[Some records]
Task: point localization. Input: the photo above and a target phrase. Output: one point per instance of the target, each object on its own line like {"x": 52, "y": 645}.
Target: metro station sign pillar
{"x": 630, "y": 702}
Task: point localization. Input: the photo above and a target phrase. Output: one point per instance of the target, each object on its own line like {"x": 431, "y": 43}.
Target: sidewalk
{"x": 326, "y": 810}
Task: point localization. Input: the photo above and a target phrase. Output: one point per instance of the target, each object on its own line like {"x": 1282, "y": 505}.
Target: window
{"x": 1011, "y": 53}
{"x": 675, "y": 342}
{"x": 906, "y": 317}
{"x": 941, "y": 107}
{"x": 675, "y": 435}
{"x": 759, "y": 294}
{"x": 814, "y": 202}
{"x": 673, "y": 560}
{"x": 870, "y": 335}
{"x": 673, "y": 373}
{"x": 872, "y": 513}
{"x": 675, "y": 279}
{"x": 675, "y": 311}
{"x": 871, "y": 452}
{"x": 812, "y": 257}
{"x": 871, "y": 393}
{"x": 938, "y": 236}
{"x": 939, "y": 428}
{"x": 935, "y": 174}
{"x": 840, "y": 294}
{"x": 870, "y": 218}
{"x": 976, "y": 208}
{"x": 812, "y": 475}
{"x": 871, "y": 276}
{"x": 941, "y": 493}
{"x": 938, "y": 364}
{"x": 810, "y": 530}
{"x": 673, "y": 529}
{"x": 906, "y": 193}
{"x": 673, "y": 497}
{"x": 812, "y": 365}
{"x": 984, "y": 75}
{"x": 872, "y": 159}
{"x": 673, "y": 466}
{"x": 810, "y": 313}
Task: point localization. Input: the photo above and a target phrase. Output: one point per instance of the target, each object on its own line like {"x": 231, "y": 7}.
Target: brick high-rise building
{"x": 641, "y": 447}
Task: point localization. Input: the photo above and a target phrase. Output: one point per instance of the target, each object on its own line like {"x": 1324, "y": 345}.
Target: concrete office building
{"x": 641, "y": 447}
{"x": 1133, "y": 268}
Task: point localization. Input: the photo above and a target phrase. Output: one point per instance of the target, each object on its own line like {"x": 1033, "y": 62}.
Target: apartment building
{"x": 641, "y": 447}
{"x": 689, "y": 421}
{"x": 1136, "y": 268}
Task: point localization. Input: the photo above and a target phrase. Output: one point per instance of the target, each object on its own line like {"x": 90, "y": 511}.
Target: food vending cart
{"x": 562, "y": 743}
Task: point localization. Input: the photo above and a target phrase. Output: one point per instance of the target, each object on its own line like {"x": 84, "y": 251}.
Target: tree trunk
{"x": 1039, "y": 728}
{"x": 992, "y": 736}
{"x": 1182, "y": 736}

= Task prompt =
The entries above must be returned exactly.

= Answer to this task =
Task: point localization. Input: the photo above and a target phrase. Output: one point per instance of the target, each object on its own line like {"x": 52, "y": 645}.
Target: metro station sign pillar
{"x": 630, "y": 702}
Task: point localization. Input: the photo above and a target phrase. Output: one point per instance of the target, each object on its own line like {"x": 431, "y": 43}.
Target: sidewalk
{"x": 326, "y": 810}
Task: point localization. Input: the photo above and a target phrase. Output: one point per instance of the target, each object on its own line like {"x": 1282, "y": 505}.
Target: window
{"x": 1011, "y": 53}
{"x": 675, "y": 342}
{"x": 906, "y": 317}
{"x": 941, "y": 107}
{"x": 675, "y": 435}
{"x": 759, "y": 294}
{"x": 814, "y": 202}
{"x": 673, "y": 560}
{"x": 870, "y": 335}
{"x": 673, "y": 373}
{"x": 872, "y": 513}
{"x": 675, "y": 279}
{"x": 675, "y": 311}
{"x": 871, "y": 452}
{"x": 812, "y": 257}
{"x": 871, "y": 393}
{"x": 938, "y": 236}
{"x": 939, "y": 428}
{"x": 935, "y": 174}
{"x": 840, "y": 294}
{"x": 870, "y": 218}
{"x": 976, "y": 208}
{"x": 812, "y": 475}
{"x": 871, "y": 276}
{"x": 941, "y": 493}
{"x": 938, "y": 364}
{"x": 810, "y": 530}
{"x": 673, "y": 529}
{"x": 906, "y": 193}
{"x": 673, "y": 497}
{"x": 812, "y": 365}
{"x": 984, "y": 75}
{"x": 872, "y": 159}
{"x": 673, "y": 466}
{"x": 810, "y": 313}
Task: point localization. Input: the photo above and a target phrase. Output: one point per instance of the target, each object on its own line like {"x": 231, "y": 7}.
Target: brick high-rise building
{"x": 641, "y": 447}
Task: point localization. Input: the photo above and a target phrase. Output: one point per instance of the target, each object on its own line like {"x": 1324, "y": 345}.
Target: concrete office building
{"x": 641, "y": 447}
{"x": 1133, "y": 268}
Task: point localization. Input: the photo above and a target phrase. Output: one point per instance of the target, each object on its own line like {"x": 1033, "y": 62}.
Target: apartment building
{"x": 641, "y": 447}
{"x": 689, "y": 421}
{"x": 1136, "y": 268}
Task: point localization. Input: the photo above and a target phrase. Output: one point per instance of the target, each object on its own line like {"x": 90, "y": 511}.
Target: food vending cart
{"x": 562, "y": 743}
Task: point localization. Input: the photo above and a target phrase. Output: one point per instance of the target, each object on its own line like {"x": 84, "y": 251}.
Target: tree trunk
{"x": 1039, "y": 728}
{"x": 992, "y": 736}
{"x": 1182, "y": 736}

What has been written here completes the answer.